EXCERPTED TEXT
-------------------------

Memory Requirements for RooDataHist and RooDataSet

Dear All,

I am new to RooFit and I am trying to fit azimuthal modulations in the fragmentation of hadrons.
These are large datasets that are binned in several kinematic variables.

At first, I tried to do an unbinned LH fit putting the data in a RooDataSet. Each entry had 7 entries. Three bins and 4 angles. I was planning to fit the counts differential in the 4 angles.
However, this quickly ran into memory allocation errors. Since the internal data structure is a TTree I was hoping it would be swapped out to disk, but no.

The second attempt was using binned histograms. These are histograms with ~1M bins. So my naive estimate was, given that each entry is a double and maybe there are members to keep track of weights etc. that each histogram should use at most about 100MB memory. However, the memory usage is an order of magnitude larger and leads to a memory allocation seg fault as well.

So my question is twofold:
-What memory usage should I expect per entry of RooDataHist?

-------------------------

MATERIAL

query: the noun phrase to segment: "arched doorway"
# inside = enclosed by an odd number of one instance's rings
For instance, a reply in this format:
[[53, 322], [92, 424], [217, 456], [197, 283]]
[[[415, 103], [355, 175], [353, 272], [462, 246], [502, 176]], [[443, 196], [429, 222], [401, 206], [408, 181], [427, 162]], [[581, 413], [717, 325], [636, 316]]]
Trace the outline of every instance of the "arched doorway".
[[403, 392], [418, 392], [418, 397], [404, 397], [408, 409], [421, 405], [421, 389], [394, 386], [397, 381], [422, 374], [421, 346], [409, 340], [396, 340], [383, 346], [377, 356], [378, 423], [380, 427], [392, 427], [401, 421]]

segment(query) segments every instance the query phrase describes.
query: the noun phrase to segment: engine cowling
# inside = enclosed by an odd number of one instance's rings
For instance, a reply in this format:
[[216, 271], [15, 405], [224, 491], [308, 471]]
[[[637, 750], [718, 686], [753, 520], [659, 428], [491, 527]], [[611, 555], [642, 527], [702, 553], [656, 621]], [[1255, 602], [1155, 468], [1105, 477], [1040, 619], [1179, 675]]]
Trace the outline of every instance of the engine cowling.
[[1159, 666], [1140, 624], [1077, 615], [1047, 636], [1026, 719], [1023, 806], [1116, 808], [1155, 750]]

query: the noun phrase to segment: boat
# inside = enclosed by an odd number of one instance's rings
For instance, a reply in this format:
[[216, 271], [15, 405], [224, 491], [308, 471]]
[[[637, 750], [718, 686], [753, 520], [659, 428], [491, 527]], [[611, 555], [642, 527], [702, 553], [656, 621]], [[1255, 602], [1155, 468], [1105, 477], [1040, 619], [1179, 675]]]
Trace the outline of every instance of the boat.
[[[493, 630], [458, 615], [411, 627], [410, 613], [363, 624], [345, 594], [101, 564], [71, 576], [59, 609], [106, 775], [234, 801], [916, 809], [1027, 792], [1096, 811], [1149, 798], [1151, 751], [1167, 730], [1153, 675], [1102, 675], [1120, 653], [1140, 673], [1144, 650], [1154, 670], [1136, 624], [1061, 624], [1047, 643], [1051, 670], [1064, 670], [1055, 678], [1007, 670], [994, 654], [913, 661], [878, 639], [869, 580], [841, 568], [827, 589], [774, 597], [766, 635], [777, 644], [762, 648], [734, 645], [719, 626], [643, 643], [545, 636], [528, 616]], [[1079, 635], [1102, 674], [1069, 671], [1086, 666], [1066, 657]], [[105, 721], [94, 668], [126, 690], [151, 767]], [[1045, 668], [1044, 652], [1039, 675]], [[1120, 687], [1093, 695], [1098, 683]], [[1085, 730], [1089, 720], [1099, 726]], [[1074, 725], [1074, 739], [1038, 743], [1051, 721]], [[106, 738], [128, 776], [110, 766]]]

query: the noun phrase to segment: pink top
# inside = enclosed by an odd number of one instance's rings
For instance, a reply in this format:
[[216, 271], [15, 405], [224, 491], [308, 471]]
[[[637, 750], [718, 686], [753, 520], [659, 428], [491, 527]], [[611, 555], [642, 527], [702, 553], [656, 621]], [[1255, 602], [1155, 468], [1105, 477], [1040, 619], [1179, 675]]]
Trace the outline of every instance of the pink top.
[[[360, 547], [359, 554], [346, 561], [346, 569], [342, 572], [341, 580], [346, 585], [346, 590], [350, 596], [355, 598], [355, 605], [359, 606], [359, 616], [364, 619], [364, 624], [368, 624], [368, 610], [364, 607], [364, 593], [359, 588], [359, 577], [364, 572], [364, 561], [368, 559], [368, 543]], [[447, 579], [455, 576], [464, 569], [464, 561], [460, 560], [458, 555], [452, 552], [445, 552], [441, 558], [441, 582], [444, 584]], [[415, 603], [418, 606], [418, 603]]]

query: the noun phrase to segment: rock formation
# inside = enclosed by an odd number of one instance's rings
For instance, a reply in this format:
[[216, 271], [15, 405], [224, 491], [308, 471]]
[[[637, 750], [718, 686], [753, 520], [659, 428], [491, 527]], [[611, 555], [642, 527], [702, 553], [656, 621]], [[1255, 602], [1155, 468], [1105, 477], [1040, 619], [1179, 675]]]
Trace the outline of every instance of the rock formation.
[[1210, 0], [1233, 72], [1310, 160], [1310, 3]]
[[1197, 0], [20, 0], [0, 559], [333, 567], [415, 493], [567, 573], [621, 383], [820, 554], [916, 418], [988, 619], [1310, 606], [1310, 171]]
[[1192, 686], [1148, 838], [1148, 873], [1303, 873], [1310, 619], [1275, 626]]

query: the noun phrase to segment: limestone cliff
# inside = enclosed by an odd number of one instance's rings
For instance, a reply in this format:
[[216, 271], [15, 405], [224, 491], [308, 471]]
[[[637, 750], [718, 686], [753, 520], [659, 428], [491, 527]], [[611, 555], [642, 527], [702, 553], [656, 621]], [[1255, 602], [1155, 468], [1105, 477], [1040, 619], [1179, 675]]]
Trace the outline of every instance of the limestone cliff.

-------------------------

PROBLEM DETAILS
Write the next part of the RooFit memory post, picking up after its last line. The items above are separate material and have no connection to the RooFit memory post.

OUTPUT
-Is there a procedure to process large datasets that are differential in many variables. Either unbinned using RooDataSet or using RooDataHist but with many bins?

Thanks,

Anselm

Hi. Thanks for your question. We’ll follow up here as soon as possible.

Hi,

RooFit needs to have all the data in memory for fitting, even if you are using a TTree base data store (which is not the default case).
For an histogram you should be able to fit 1M bin if is a 1d-histogram. There could be some overhead in RooFit, and some un-needed copies which are done. I could investigate this problem, but I woould need you to post an example

Best Regards

Lorenzo

Dear Lorenzo,

thank you very much for your answer. It was helpful to hear that all data has to fit into memory in any case.
I streamlined my code a bit by not saving the bins in the RooDataSet but instead do the binning on the fly for each fit.
This seems to work for now.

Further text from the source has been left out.